Set problem => Beginning with the line that contains "For each instance of the stone wall, set", reproduce the remaining lines of the material exactly, up to and including the last one, but no pictures.

++++ Records provided ++++

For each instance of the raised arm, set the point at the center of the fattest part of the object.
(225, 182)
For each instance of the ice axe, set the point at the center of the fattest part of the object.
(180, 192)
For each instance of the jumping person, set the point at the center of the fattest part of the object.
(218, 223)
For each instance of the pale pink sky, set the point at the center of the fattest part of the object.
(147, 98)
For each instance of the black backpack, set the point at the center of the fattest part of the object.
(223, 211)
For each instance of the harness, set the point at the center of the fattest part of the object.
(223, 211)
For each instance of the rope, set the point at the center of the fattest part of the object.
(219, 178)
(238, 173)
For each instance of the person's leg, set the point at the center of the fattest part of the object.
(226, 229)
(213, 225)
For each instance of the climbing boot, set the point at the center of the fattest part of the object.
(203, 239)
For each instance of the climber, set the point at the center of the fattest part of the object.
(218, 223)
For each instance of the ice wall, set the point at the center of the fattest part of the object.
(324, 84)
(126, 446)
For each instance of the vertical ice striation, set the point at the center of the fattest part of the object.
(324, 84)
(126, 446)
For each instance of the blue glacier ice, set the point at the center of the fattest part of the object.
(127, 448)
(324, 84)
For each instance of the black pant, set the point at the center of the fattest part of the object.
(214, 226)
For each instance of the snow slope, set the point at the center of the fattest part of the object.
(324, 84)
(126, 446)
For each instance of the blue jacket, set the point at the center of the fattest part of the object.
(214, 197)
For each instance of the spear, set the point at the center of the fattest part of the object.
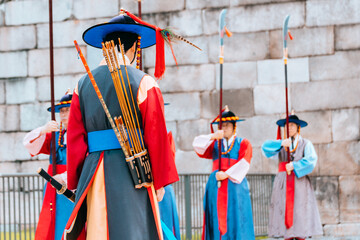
(290, 178)
(222, 31)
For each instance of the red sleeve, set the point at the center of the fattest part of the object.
(245, 150)
(156, 139)
(209, 151)
(76, 143)
(45, 148)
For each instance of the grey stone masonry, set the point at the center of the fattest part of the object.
(306, 42)
(240, 101)
(188, 78)
(13, 64)
(184, 106)
(65, 62)
(272, 71)
(349, 199)
(346, 124)
(190, 4)
(324, 12)
(29, 12)
(2, 92)
(33, 116)
(327, 194)
(240, 47)
(261, 17)
(325, 95)
(345, 36)
(12, 118)
(87, 9)
(341, 65)
(237, 75)
(8, 34)
(21, 90)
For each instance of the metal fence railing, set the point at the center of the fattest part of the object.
(21, 198)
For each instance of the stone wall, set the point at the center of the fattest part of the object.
(323, 73)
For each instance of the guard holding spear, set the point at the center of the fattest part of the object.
(293, 209)
(120, 153)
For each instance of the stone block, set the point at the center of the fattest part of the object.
(64, 33)
(189, 130)
(339, 158)
(272, 71)
(33, 116)
(210, 19)
(319, 126)
(251, 2)
(8, 36)
(262, 18)
(184, 53)
(12, 118)
(327, 195)
(345, 124)
(188, 23)
(239, 101)
(2, 117)
(270, 99)
(87, 9)
(237, 75)
(206, 4)
(21, 90)
(347, 231)
(65, 62)
(188, 78)
(325, 95)
(350, 198)
(258, 129)
(2, 92)
(190, 163)
(13, 64)
(157, 6)
(9, 168)
(240, 47)
(61, 85)
(29, 12)
(306, 42)
(345, 35)
(12, 147)
(327, 67)
(323, 12)
(261, 164)
(32, 166)
(184, 106)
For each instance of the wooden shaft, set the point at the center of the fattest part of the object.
(103, 104)
(132, 97)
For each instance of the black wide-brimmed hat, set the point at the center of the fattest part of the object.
(228, 116)
(293, 119)
(65, 101)
(95, 35)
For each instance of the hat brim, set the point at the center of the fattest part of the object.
(95, 35)
(239, 120)
(299, 122)
(58, 107)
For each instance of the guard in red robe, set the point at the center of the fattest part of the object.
(107, 204)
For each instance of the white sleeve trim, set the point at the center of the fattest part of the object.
(238, 171)
(34, 146)
(201, 143)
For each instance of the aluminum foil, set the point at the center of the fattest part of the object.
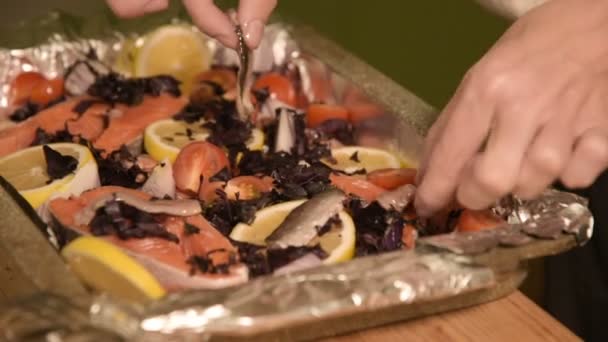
(440, 267)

++++

The output =>
For each instance of the stone wall, set the point at the center of the fattest part of the object.
(323, 73)
For each instance of the guard holding spear, set the point at the center of the fattest part of the object.
(293, 209)
(120, 153)
For each instance of the stone block, set the point at the center of the fattest part of the object.
(64, 33)
(189, 130)
(339, 158)
(272, 71)
(33, 116)
(210, 19)
(319, 126)
(251, 2)
(8, 36)
(262, 18)
(184, 53)
(12, 118)
(327, 195)
(345, 124)
(188, 23)
(239, 101)
(2, 117)
(270, 99)
(87, 9)
(237, 75)
(206, 4)
(21, 90)
(347, 231)
(65, 62)
(188, 78)
(325, 95)
(350, 198)
(258, 129)
(2, 92)
(190, 163)
(13, 64)
(157, 6)
(9, 168)
(240, 47)
(61, 85)
(29, 12)
(306, 42)
(345, 35)
(12, 147)
(327, 67)
(323, 12)
(261, 164)
(32, 166)
(184, 106)
For each instance of the wooden shaft, set the point at the center of the fattest part of the object.
(103, 104)
(132, 97)
For each instance of the black wide-brimmed hat, set the point at the center of the fattest part of the object.
(228, 116)
(293, 119)
(65, 101)
(95, 35)
For each instance of the hat brim, set the point at the center of the fattest part of the object.
(95, 35)
(239, 120)
(299, 122)
(58, 107)
For each instance of the guard in red robe, set the point at the center of the fattest part of the object.
(107, 204)
For each instance of the white sleeve trim, set the point at the center of the fattest part of the object.
(238, 171)
(34, 146)
(201, 143)
For each instance of the aluminum foil, set the point at the center of the fattest part of the object.
(440, 267)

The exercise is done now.